▶ [BRANO SELEZIONATO]:
+ + + + +

Alla fine lo stato è intervenuto per ricapitalizzare Mps. La strada per concludere il salvataggio è ancora lunga e ricca di incognite, ma già si possono trarre insegnamenti. Il primo: cambiare le regole sulle crisi bancarie, con priorità alla stabilità del sistema finanziario.

L’ombrello dello stato

E alla fine anche da noi il popolo è arrivato. Di fronte all’impossibilità di ricorrere ai mezzi propri per far fronte alla crisi, il Monte Paschi ha ammainato bandiera e si è messo sotto l’ombrello dello stato. È un ombrello, quello definito nella notte tra il 22 e il 23 dicembre dal governo, che si articola su diversi strumenti, con la giusta ambizione di non occuparsi soltanto delle disgrazie senesi. Con i 20 miliardi a disposizione, lo stato innanzitutto entra nel capitale delle banche che non superano gli stress test delle Bce; si tratta di un intervento preventivo per evitare che le cose peggiorino ma non riguarda situazioni di insolvenza. Una precisazione importante perché spesso si fa tanta confusione e si esprimono giudizi sommari danneggiando chi, i risparmiatori, ha invece bisogno di grande chiarezza.

+ + + + +

▶ [DATI GREZZI]:
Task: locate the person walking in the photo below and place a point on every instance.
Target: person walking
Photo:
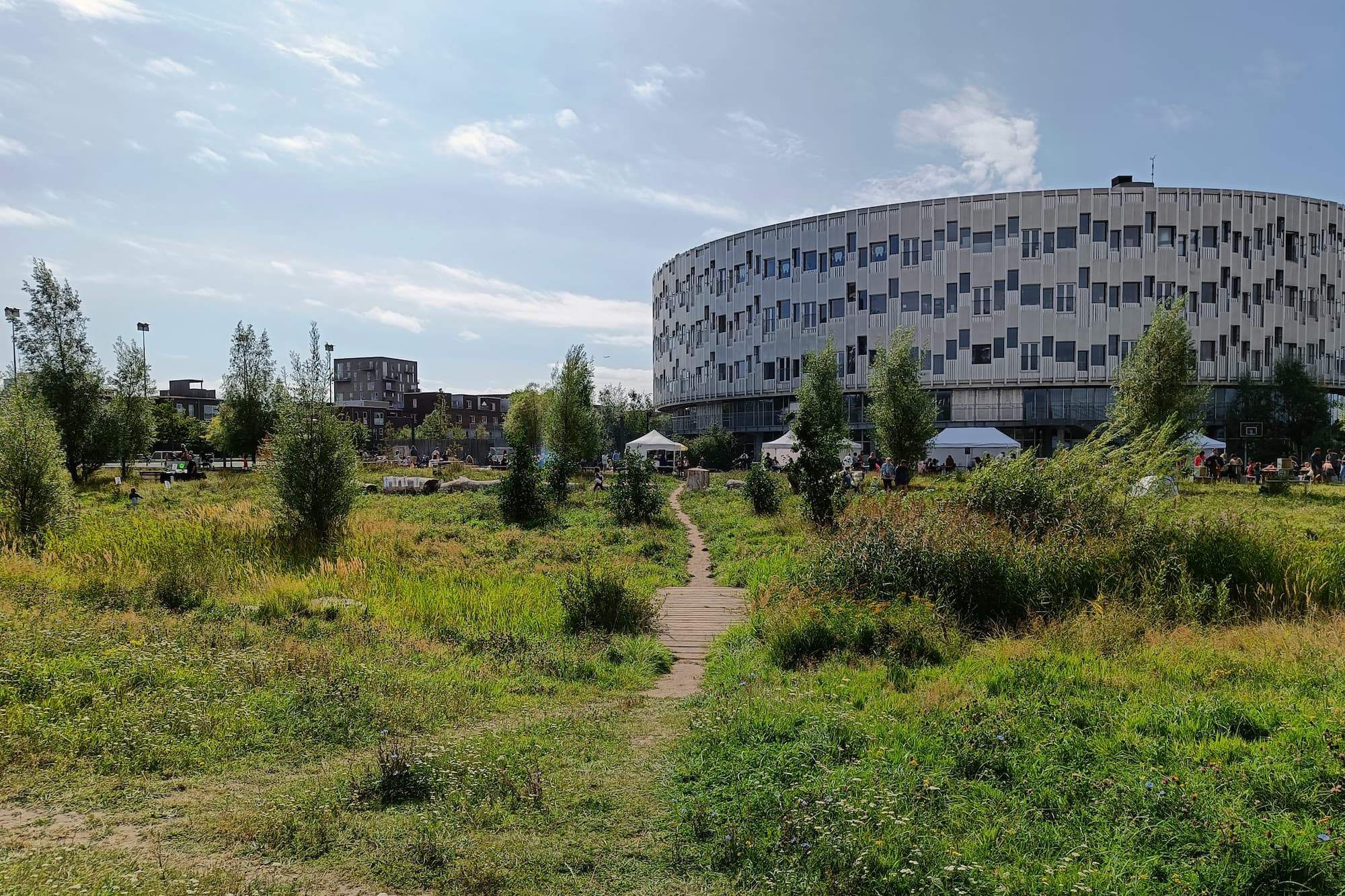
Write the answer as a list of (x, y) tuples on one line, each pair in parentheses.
[(902, 478)]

+ + + + +

▶ [DA SVOLGERE]: Secondo il brano sul salvataggio di Mps, in quale notte il governo ha definito l'ombrello dello stato?

▶ [RISPOSTA AL COMPITO]: Nella notte tra il 22 e il 23 dicembre.